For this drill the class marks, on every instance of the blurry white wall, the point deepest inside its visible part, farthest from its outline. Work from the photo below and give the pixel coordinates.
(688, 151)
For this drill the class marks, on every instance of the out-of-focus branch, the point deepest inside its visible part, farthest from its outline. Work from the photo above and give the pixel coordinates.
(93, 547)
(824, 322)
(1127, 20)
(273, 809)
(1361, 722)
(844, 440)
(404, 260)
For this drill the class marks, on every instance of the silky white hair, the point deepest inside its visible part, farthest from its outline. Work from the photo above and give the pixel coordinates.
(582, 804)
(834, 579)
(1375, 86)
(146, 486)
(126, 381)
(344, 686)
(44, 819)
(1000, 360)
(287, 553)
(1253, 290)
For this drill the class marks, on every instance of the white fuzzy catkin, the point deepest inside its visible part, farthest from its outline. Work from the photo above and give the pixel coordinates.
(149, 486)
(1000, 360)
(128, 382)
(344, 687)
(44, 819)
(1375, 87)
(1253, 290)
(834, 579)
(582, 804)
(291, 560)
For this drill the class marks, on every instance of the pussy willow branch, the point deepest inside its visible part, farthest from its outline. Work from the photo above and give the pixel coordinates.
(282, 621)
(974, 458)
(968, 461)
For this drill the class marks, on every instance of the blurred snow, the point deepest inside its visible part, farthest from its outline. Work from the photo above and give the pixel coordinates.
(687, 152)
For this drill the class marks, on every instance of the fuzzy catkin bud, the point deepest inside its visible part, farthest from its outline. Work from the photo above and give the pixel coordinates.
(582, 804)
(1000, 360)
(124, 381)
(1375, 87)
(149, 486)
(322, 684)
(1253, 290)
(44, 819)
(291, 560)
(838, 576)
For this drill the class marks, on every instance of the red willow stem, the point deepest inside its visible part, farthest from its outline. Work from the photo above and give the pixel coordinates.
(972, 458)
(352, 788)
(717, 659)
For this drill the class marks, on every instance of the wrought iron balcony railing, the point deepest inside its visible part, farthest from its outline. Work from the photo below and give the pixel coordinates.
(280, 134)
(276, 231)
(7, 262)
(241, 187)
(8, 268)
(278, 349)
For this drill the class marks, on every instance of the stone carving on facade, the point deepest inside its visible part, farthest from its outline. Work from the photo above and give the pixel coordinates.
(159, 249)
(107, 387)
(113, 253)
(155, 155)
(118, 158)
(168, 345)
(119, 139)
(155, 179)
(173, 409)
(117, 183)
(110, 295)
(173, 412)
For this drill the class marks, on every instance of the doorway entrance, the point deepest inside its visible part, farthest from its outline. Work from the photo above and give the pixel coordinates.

--- --- ---

## Your task
Hand back the whole listing, exactly as it is.

## Solved exercise
For this drill the class marks, on every instance of the blurry white wall, the point deepest inside its visible part, farthest from its outline. Work from the photo below and give the pixel coordinates.
(688, 151)
For this drill the class marks, on every instance of the out-of-focus branch, the point deepest inside its visible part, farthest from its outline. Work from the photo above and give the pixel coordinates.
(93, 547)
(824, 322)
(1127, 20)
(273, 809)
(1361, 722)
(844, 440)
(404, 260)
For this drill the class marks, on every instance of the silky white hair, the point deepest inside its visible part, farthest from its outline. Work from the photo above and give the pixel coordinates.
(582, 804)
(834, 579)
(1375, 86)
(146, 486)
(126, 381)
(344, 686)
(44, 819)
(1000, 360)
(287, 553)
(1253, 290)
For this drill the class marks, on every instance of the white fuzzy catkin, the point deepest inside its visible part, farthest from its outline. Work from the photo above and give the pixel coordinates.
(149, 486)
(1000, 360)
(128, 382)
(344, 687)
(44, 819)
(1375, 87)
(1253, 290)
(834, 579)
(582, 804)
(291, 560)
For this drill the class marks, on every instance of the pussy willow branch, the point deepest inside its visible part, farthest from its outline. Work from the photo above and give the pixel coordinates.
(282, 621)
(974, 458)
(968, 461)
For this drill the class marks, on every instance of the blurred snow, the point deepest inside its visible part, farthest from its outline. Work from the photo above and give the pixel coordinates.
(687, 152)
For this drill the class marks, on every instance of the fuzzy catkin bud, the point deepest inside its visible part, farthest from its outline. Work from the photo above and give the pixel coordinates.
(582, 804)
(1000, 360)
(124, 381)
(1375, 87)
(149, 486)
(322, 684)
(1253, 290)
(44, 819)
(291, 560)
(838, 576)
For this drill the class marks, on every instance of the red willow stem, the point deepest inside its visible part, farthest from its outline. Work from the photo above and give the pixel coordinates.
(972, 458)
(352, 788)
(717, 659)
For this drill the class marks, on every instance of the wrought iron balcony railing, the point deepest inside its visible part, farthest from its outline. Work from the photo below and give the pixel coordinates.
(280, 134)
(276, 231)
(7, 262)
(241, 187)
(8, 268)
(278, 349)
For this drill the class marks, on every instance of the stone carving on facade, the point deepest inside its visible part, farthest from its outline. Work from the photo above and give the pixel coordinates.
(159, 249)
(107, 387)
(113, 253)
(155, 155)
(118, 158)
(168, 345)
(119, 139)
(155, 179)
(173, 409)
(117, 183)
(110, 295)
(173, 412)
For this drill the class marks, on every instance of the doorway entrance, the point deepest inside its visible part, farthest from its outline. Work from the photo above and give the pixel coordinates.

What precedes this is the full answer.